- [Problem]:
Output every entry exactly as it appears.

◇ ◇ ◇ ◇

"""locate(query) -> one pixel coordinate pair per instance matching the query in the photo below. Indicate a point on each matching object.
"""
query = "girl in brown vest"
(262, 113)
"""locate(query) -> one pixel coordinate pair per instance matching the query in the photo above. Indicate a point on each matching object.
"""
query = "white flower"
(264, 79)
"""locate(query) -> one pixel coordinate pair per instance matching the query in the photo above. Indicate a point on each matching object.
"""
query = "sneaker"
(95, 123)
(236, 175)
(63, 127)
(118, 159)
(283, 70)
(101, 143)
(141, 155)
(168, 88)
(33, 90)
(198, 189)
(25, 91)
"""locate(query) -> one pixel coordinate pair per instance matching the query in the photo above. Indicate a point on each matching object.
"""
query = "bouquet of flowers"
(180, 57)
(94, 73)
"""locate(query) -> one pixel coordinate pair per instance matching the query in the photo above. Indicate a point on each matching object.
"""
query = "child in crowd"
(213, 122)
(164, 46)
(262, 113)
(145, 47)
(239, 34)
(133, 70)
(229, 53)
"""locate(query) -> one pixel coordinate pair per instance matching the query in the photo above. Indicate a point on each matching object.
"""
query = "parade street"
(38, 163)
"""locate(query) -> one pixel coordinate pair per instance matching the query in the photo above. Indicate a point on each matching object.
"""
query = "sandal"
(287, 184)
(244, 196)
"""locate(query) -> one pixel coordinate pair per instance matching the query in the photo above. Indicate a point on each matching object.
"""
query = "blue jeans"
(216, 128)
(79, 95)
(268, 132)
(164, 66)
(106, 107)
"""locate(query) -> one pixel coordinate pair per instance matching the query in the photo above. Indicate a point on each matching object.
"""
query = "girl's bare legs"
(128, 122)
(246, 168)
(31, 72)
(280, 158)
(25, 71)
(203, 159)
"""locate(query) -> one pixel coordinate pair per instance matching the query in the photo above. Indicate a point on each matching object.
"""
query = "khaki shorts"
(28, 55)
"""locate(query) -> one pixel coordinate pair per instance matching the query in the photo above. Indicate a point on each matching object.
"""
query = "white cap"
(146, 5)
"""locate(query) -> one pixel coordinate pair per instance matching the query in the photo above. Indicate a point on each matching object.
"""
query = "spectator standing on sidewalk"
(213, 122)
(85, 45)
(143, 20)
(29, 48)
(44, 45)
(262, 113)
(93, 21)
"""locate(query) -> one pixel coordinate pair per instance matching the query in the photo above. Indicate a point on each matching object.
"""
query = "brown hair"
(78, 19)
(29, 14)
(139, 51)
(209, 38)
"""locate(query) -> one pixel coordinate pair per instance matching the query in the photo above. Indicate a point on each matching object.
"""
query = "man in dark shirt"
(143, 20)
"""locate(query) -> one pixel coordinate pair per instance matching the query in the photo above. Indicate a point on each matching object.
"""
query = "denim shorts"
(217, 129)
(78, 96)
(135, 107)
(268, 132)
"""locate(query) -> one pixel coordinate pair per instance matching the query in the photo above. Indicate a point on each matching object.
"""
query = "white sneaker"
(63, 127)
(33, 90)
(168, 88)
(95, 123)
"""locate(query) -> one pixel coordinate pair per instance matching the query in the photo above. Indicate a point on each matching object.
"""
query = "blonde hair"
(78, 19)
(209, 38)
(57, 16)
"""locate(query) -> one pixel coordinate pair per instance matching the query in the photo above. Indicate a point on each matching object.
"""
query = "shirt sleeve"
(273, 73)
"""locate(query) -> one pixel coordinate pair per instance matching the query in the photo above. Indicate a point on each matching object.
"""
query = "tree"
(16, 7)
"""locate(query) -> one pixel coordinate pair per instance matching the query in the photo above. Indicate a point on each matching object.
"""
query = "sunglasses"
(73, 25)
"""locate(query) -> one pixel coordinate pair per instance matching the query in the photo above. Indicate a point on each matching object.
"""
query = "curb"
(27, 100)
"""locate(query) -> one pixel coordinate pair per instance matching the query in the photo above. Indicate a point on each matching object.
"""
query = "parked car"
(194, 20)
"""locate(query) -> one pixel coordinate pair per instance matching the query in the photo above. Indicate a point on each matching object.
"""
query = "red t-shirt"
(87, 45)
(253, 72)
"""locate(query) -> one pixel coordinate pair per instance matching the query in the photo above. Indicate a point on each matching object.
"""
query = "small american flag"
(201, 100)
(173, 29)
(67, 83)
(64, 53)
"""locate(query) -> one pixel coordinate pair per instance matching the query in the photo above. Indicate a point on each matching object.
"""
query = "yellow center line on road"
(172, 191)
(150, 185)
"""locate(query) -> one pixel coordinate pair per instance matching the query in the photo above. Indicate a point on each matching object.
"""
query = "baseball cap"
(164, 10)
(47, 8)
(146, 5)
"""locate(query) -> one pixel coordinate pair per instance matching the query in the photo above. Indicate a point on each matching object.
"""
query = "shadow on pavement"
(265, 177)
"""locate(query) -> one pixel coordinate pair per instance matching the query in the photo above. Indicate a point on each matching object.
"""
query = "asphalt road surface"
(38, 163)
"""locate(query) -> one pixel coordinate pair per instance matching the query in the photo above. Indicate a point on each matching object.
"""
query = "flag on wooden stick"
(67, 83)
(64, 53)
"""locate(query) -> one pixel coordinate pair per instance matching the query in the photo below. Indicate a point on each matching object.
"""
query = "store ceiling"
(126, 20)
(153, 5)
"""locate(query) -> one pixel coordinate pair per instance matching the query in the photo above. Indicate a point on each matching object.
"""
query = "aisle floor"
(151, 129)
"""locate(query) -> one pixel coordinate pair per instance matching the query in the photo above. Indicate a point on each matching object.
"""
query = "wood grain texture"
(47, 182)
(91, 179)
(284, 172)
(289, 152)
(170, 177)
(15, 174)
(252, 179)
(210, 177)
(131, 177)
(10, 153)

◇ ◇ ◇ ◇

- [Exercise response]:
"""locate(query) -> one pixel coordinate pair per instance matching the query in the photo below. Indicate a point on each matching object.
"""
query = "girl in brown vest"
(262, 113)
"""locate(query) -> one pixel coordinate pair per instance matching the query in the photo above. Indicate a point on each matching object.
"""
query = "white flower"
(264, 79)
"""locate(query) -> one pixel coordinate pair per instance matching the query in the photo above. Indicate a point on each matching object.
"""
query = "sneaker"
(95, 123)
(236, 175)
(63, 127)
(118, 159)
(283, 70)
(101, 143)
(141, 155)
(168, 88)
(33, 90)
(198, 189)
(25, 91)
"""locate(query) -> one pixel coordinate pair per instance matching the query in the photo above. Indicate a point on each matching object.
"""
query = "bouquet of flowers"
(180, 57)
(94, 73)
"""locate(query) -> one pixel coordinate pair per instance matching the query in the photo above. Indicate a point on each matching object.
"""
query = "child in crowd"
(213, 122)
(164, 46)
(262, 113)
(145, 47)
(239, 34)
(133, 70)
(229, 53)
"""locate(query) -> one pixel coordinate pair per instance matching the query in the photo above. Indicate a point on each matching object.
"""
query = "parade street"
(38, 163)
"""locate(query) -> one pixel coordinate pair per instance matching the query in the photo above. Indicate a point on each matching object.
"""
query = "sandal"
(287, 184)
(244, 196)
"""locate(query) -> one pixel coordinate pair per instance matching the query in the photo above. Indicate a point on each matching object.
"""
query = "blue jeans"
(216, 128)
(79, 95)
(268, 132)
(164, 66)
(106, 107)
"""locate(query) -> one pixel coordinate pair per instance matching the query in the photo above. Indicate a point on each matching object.
"""
query = "girl's bare legs"
(128, 122)
(246, 168)
(31, 72)
(280, 158)
(25, 71)
(203, 159)
"""locate(query) -> one pixel coordinate pair per instance matching the query in the photo above. Indicate a point on each matching object.
"""
query = "khaki shorts"
(28, 55)
"""locate(query) -> one pixel coordinate pair per instance matching the query in the photo above. Indicate a point on each matching object.
"""
query = "white cap"
(146, 5)
"""locate(query) -> one pixel coordinate pair per instance matching the query in the photo above. Indicate a point on each matching object.
"""
query = "spectator standing on sidewalk"
(213, 122)
(85, 45)
(143, 20)
(29, 48)
(44, 45)
(262, 113)
(93, 21)
"""locate(query) -> one pixel coordinate pair per instance matching the query in the photo above. Indicate a point on each matching object.
"""
query = "brown hair"
(78, 19)
(29, 14)
(139, 51)
(209, 38)
"""locate(query) -> one pixel coordinate pair per instance matching the query in the photo above. Indicate a point on each matching object.
"""
query = "man in dark shirt"
(143, 20)
"""locate(query) -> one pixel coordinate pair per instance matching the query in the photo above. Indicate a point on each matching object.
"""
query = "denim shorts"
(217, 129)
(78, 96)
(135, 107)
(268, 132)
"""locate(query) -> one pixel coordinate pair per instance matching the query in the photo above. Indicate a point on each matching object.
"""
query = "white sneaker"
(63, 127)
(33, 90)
(168, 88)
(95, 123)
"""locate(query) -> one pixel coordinate pair per instance matching the query in the photo above. Indicate a point on each matching object.
"""
query = "blonde hair"
(78, 19)
(209, 38)
(57, 16)
"""locate(query) -> one pixel coordinate pair per instance matching the query in the photo above. Indicate a point on each matching object.
"""
query = "shirt sleeve"
(273, 73)
"""locate(query) -> one pixel coordinate pair per instance matching the query in the photo above. Indicate a point on each matching object.
"""
query = "tree"
(16, 7)
"""locate(query) -> one pixel coordinate pair per instance matching the query in the photo above. Indicate a point on each matching object.
"""
query = "sunglasses"
(73, 25)
"""locate(query) -> one pixel coordinate pair per instance matching the query in the photo above. Indicate a point on each matching object.
"""
query = "curb"
(27, 100)
"""locate(query) -> one pixel coordinate pair per instance matching the query in the photo above. Indicate a point on each matching object.
"""
query = "parked car"
(194, 20)
"""locate(query) -> one pixel coordinate pair per instance matching the query in the photo above. Indicate a point on each matching object.
"""
query = "red t-shirt"
(87, 45)
(253, 72)
"""locate(query) -> one pixel coordinate pair per instance matching the query in the photo above. Indicate a point on each matching object.
"""
query = "small american flag"
(201, 100)
(173, 29)
(67, 83)
(64, 53)
"""locate(query) -> one pixel coordinate pair per instance matching the query in the photo above. Indicate a point on each matching object.
"""
query = "yellow center line on road"
(172, 191)
(150, 185)
"""locate(query) -> one pixel coordinate pair per instance matching the query in the photo above. Indicate a point on each matching object.
"""
query = "baseball cap"
(164, 10)
(47, 8)
(146, 5)
"""locate(query) -> one pixel coordinate pair per instance matching the query in the photo above. Indicate a point on each matching object.
"""
query = "shadow on pavement"
(265, 177)
"""locate(query) -> one pixel coordinate pair per instance matching the query in the photo above. Indicate a point on each matching object.
"""
query = "asphalt road surface"
(38, 163)
"""locate(query) -> one pixel coordinate pair per instance matching the query in the photo above. Indicate a point on each matching object.
"""
query = "flag on wooden stick"
(67, 83)
(64, 53)
"""locate(query) -> one pixel coordinate pair per instance matching the query in the photo below. Indicate a point on each matching object.
"""
query = "store ceiling"
(126, 20)
(153, 5)
"""locate(query) -> one pixel coordinate pair per instance matching the query in the photo above. Indicate a point on each matching object.
"""
query = "aisle floor"
(151, 129)
"""locate(query) -> one pixel coordinate pair per instance matching the query in the photo above. Indicate a point on each matching object.
"""
query = "wood grain texture"
(47, 182)
(91, 179)
(284, 172)
(289, 152)
(170, 177)
(15, 174)
(252, 179)
(210, 177)
(131, 177)
(10, 153)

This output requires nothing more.